§ **WHAT IS REQUIRED**
Copy the records below, substituting "Object" for each "Target" and keeping everything else the same.
··· MATERIAL
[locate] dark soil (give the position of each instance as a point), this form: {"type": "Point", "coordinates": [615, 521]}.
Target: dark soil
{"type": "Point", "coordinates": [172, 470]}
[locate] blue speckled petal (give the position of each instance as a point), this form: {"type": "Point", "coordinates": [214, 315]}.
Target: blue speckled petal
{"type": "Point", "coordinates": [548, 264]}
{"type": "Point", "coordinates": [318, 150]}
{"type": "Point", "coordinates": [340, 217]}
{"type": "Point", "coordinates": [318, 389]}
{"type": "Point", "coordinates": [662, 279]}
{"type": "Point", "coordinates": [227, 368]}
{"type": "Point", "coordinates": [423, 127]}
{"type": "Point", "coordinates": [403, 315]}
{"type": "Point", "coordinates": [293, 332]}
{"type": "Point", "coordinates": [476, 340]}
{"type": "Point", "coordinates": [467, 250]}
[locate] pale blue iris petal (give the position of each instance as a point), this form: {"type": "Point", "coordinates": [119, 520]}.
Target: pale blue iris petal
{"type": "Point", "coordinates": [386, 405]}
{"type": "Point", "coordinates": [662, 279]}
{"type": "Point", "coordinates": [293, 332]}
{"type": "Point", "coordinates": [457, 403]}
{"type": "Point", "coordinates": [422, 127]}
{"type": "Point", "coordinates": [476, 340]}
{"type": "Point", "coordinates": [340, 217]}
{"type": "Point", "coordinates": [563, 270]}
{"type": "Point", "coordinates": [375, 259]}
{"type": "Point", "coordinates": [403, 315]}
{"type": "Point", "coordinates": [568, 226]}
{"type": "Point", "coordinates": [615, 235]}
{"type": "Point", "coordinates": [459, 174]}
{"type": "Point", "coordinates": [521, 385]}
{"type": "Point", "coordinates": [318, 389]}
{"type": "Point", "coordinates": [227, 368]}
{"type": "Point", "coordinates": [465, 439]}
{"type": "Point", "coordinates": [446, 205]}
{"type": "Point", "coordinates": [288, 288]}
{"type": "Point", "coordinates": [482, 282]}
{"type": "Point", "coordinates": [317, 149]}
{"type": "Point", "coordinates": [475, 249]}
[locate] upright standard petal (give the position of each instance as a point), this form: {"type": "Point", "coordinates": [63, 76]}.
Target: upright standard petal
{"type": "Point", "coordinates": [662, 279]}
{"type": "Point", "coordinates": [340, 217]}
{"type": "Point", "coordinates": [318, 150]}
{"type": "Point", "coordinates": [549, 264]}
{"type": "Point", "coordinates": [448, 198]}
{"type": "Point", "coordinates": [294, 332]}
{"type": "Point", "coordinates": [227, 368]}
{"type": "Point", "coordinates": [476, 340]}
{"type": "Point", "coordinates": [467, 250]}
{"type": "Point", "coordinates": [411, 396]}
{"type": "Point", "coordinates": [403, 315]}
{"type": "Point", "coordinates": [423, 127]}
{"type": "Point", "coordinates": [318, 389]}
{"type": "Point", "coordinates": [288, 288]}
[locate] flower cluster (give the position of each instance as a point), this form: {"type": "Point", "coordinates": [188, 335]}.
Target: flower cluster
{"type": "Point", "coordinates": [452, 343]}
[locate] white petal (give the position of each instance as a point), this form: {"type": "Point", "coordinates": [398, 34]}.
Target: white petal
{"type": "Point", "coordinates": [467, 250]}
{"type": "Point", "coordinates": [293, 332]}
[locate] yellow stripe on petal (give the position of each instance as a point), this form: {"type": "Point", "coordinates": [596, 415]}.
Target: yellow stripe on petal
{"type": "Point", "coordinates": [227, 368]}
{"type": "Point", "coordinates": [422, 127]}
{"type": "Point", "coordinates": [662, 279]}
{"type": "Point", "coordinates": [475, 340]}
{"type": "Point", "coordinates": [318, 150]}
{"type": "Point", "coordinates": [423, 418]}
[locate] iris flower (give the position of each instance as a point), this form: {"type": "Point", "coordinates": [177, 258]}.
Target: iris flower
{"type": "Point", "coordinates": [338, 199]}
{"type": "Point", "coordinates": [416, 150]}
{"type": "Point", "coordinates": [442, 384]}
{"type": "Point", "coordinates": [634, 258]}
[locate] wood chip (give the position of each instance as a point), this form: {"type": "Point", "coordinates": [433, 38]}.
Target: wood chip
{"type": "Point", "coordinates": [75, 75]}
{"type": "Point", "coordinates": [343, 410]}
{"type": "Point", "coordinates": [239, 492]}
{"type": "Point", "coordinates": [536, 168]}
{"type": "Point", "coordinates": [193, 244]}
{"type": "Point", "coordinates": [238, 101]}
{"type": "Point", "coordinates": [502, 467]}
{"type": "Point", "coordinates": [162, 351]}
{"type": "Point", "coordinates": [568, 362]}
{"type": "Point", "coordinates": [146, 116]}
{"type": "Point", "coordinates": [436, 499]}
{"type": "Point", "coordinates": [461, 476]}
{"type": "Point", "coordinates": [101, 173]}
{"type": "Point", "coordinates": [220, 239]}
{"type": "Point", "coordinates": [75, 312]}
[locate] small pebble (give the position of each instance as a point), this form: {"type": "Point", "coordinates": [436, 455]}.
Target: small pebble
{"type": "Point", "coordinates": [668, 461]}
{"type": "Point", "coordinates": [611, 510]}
······
§ **THE RESULT**
[locate] dark soil (give the position of each instance as a point), this form: {"type": "Point", "coordinates": [615, 521]}.
Object: dark soil
{"type": "Point", "coordinates": [172, 470]}
[locate] blue speckled petal (give the position of each instance as a point), this form: {"type": "Point", "coordinates": [214, 315]}.
Object: blue speckled petal
{"type": "Point", "coordinates": [548, 264]}
{"type": "Point", "coordinates": [318, 150]}
{"type": "Point", "coordinates": [340, 217]}
{"type": "Point", "coordinates": [318, 389]}
{"type": "Point", "coordinates": [662, 279]}
{"type": "Point", "coordinates": [227, 368]}
{"type": "Point", "coordinates": [423, 127]}
{"type": "Point", "coordinates": [403, 315]}
{"type": "Point", "coordinates": [293, 332]}
{"type": "Point", "coordinates": [476, 340]}
{"type": "Point", "coordinates": [467, 250]}
[locate] pale blue iris petal (give the position of each instance as a point), this form: {"type": "Point", "coordinates": [119, 520]}.
Object: pale blue iris petal
{"type": "Point", "coordinates": [386, 405]}
{"type": "Point", "coordinates": [662, 279]}
{"type": "Point", "coordinates": [293, 332]}
{"type": "Point", "coordinates": [457, 403]}
{"type": "Point", "coordinates": [422, 127]}
{"type": "Point", "coordinates": [476, 340]}
{"type": "Point", "coordinates": [340, 217]}
{"type": "Point", "coordinates": [563, 270]}
{"type": "Point", "coordinates": [375, 259]}
{"type": "Point", "coordinates": [403, 315]}
{"type": "Point", "coordinates": [568, 226]}
{"type": "Point", "coordinates": [615, 235]}
{"type": "Point", "coordinates": [459, 174]}
{"type": "Point", "coordinates": [521, 385]}
{"type": "Point", "coordinates": [318, 389]}
{"type": "Point", "coordinates": [227, 368]}
{"type": "Point", "coordinates": [465, 439]}
{"type": "Point", "coordinates": [446, 205]}
{"type": "Point", "coordinates": [288, 288]}
{"type": "Point", "coordinates": [482, 282]}
{"type": "Point", "coordinates": [317, 149]}
{"type": "Point", "coordinates": [475, 249]}
[locate] upright standard petal (give the position of each instance as a point), this form: {"type": "Point", "coordinates": [63, 76]}.
Object: upright standard petal
{"type": "Point", "coordinates": [662, 279]}
{"type": "Point", "coordinates": [340, 217]}
{"type": "Point", "coordinates": [318, 150]}
{"type": "Point", "coordinates": [549, 264]}
{"type": "Point", "coordinates": [448, 198]}
{"type": "Point", "coordinates": [294, 332]}
{"type": "Point", "coordinates": [227, 368]}
{"type": "Point", "coordinates": [476, 340]}
{"type": "Point", "coordinates": [467, 250]}
{"type": "Point", "coordinates": [411, 396]}
{"type": "Point", "coordinates": [403, 315]}
{"type": "Point", "coordinates": [423, 127]}
{"type": "Point", "coordinates": [318, 389]}
{"type": "Point", "coordinates": [288, 288]}
[locate] flower cluster (give the position of each instance as a point), this form: {"type": "Point", "coordinates": [188, 335]}.
Object: flower cluster
{"type": "Point", "coordinates": [452, 343]}
[locate] white petal (give the position of each instance as a point), this form: {"type": "Point", "coordinates": [398, 34]}.
Object: white petal
{"type": "Point", "coordinates": [467, 250]}
{"type": "Point", "coordinates": [293, 332]}
[locate] yellow stripe on petal (give the position of each instance as a point), this form: {"type": "Point", "coordinates": [596, 415]}.
Object: yellow stripe on petal
{"type": "Point", "coordinates": [227, 368]}
{"type": "Point", "coordinates": [422, 127]}
{"type": "Point", "coordinates": [662, 279]}
{"type": "Point", "coordinates": [475, 340]}
{"type": "Point", "coordinates": [318, 150]}
{"type": "Point", "coordinates": [423, 418]}
[locate] iris flower (give the position of each instance as a point), this form: {"type": "Point", "coordinates": [177, 258]}.
Object: iris flower
{"type": "Point", "coordinates": [338, 199]}
{"type": "Point", "coordinates": [416, 150]}
{"type": "Point", "coordinates": [442, 384]}
{"type": "Point", "coordinates": [634, 258]}
[locate] wood chip (give the position of each instance as a point), this form: {"type": "Point", "coordinates": [433, 38]}.
Object: wood chip
{"type": "Point", "coordinates": [75, 75]}
{"type": "Point", "coordinates": [343, 410]}
{"type": "Point", "coordinates": [239, 492]}
{"type": "Point", "coordinates": [536, 168]}
{"type": "Point", "coordinates": [193, 244]}
{"type": "Point", "coordinates": [238, 101]}
{"type": "Point", "coordinates": [502, 467]}
{"type": "Point", "coordinates": [162, 351]}
{"type": "Point", "coordinates": [568, 362]}
{"type": "Point", "coordinates": [146, 116]}
{"type": "Point", "coordinates": [436, 499]}
{"type": "Point", "coordinates": [461, 476]}
{"type": "Point", "coordinates": [101, 173]}
{"type": "Point", "coordinates": [220, 239]}
{"type": "Point", "coordinates": [75, 312]}
[locate] small pebble (give the position of each instance as a point), this form: {"type": "Point", "coordinates": [436, 455]}.
Object: small pebble
{"type": "Point", "coordinates": [668, 461]}
{"type": "Point", "coordinates": [611, 510]}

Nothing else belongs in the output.